▼▼▼

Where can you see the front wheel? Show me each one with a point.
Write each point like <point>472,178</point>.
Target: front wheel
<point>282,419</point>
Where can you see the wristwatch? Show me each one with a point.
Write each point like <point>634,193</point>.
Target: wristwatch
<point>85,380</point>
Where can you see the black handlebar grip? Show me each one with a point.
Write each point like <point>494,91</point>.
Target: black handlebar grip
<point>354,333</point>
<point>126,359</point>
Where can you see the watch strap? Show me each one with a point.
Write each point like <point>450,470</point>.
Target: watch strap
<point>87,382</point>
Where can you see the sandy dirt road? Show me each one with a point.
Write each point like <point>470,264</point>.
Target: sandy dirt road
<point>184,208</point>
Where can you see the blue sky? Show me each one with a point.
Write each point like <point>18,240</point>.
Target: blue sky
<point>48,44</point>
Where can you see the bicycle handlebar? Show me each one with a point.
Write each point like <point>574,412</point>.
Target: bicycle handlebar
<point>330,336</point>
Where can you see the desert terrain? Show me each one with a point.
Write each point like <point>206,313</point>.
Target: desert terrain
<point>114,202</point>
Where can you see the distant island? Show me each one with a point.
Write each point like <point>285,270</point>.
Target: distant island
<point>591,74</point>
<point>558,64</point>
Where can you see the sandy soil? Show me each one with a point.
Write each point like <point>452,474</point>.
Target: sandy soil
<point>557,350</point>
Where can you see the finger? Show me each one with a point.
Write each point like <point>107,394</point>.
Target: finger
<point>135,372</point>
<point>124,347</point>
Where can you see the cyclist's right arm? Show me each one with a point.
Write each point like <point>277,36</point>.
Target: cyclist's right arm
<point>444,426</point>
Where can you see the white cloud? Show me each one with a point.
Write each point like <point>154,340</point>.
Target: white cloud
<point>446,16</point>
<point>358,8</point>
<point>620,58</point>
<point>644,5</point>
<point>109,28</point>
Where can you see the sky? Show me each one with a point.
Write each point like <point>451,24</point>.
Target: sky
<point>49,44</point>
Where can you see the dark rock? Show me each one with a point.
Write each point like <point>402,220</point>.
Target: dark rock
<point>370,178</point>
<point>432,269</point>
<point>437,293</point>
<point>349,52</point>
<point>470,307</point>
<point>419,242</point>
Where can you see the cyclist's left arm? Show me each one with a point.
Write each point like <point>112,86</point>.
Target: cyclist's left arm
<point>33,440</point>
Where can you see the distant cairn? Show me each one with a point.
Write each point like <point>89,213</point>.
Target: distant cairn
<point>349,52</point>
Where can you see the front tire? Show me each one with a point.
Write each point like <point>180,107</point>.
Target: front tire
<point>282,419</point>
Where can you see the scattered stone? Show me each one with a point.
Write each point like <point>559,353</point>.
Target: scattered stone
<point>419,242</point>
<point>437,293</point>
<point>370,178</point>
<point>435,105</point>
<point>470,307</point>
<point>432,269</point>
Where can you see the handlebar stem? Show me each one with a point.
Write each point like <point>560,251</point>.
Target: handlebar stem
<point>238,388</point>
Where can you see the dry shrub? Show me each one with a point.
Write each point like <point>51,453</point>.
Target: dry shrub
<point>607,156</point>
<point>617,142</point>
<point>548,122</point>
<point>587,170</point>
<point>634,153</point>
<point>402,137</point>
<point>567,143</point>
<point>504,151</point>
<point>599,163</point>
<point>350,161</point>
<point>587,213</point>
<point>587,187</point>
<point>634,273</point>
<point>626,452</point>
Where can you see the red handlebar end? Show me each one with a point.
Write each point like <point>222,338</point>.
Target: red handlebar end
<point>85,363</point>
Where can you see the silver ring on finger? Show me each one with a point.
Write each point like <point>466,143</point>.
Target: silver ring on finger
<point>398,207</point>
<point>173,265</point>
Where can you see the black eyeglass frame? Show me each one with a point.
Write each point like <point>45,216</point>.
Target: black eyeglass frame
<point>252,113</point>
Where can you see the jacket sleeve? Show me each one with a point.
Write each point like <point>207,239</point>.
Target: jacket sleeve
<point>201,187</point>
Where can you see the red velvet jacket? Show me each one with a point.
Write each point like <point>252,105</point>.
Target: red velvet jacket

▲▲▲

TASK GOAL. Rewrite the records from the line with "Where can you see the black handlebar" to the line with "<point>109,28</point>", requests included, and shift every coordinate in the answer points by -38. Leave the numbers in the requests and their format samples unchanged.

EXERCISE RESPONSE.
Where can you see the black handlebar grip? Show me each one with a point.
Write each point like <point>494,91</point>.
Target: black handlebar grip
<point>316,295</point>
<point>88,321</point>
Where can you see the watch strap? Show me each one with a point.
Write each point like <point>450,470</point>.
Target: watch strap
<point>49,344</point>
Where can you see the sandy dirt road? Show me each one with a point.
Write each point like <point>470,264</point>.
Target: sandy dirt road
<point>146,170</point>
Where can you see the blue sky? Show me each one with a point.
Write each point like <point>18,240</point>.
Target: blue sky
<point>10,6</point>
Where can you see the bicycle handlebar? Show me each one with a point.
Write each point like <point>574,412</point>.
Target: bicycle handlebar
<point>292,298</point>
Where can you see the desert terrain? Show me each one with a point.
Write each point like <point>206,313</point>.
Target: desert terrain
<point>76,164</point>
Where can you see the distant island? Show me each one with a point.
Write each point like <point>285,270</point>.
Target: distant island
<point>553,36</point>
<point>520,26</point>
Where can you see the sandy soil? Show me each one with a point.
Write each point like <point>452,474</point>.
Target: sandy soil
<point>519,312</point>
Where can you see the finger? Show me each one with a point.
Write each point like <point>107,394</point>.
Target: finger
<point>97,334</point>
<point>86,309</point>
Where can you see the cyclist's right arm? Show me each one with a point.
Write each point like <point>277,36</point>.
Target: cyclist's right arm
<point>406,388</point>
Where can you see the white cloud? Show me each one with a point.
Write each point like <point>154,340</point>.
Target: white cloud
<point>408,-22</point>
<point>320,-30</point>
<point>582,20</point>
<point>606,-33</point>
<point>71,-10</point>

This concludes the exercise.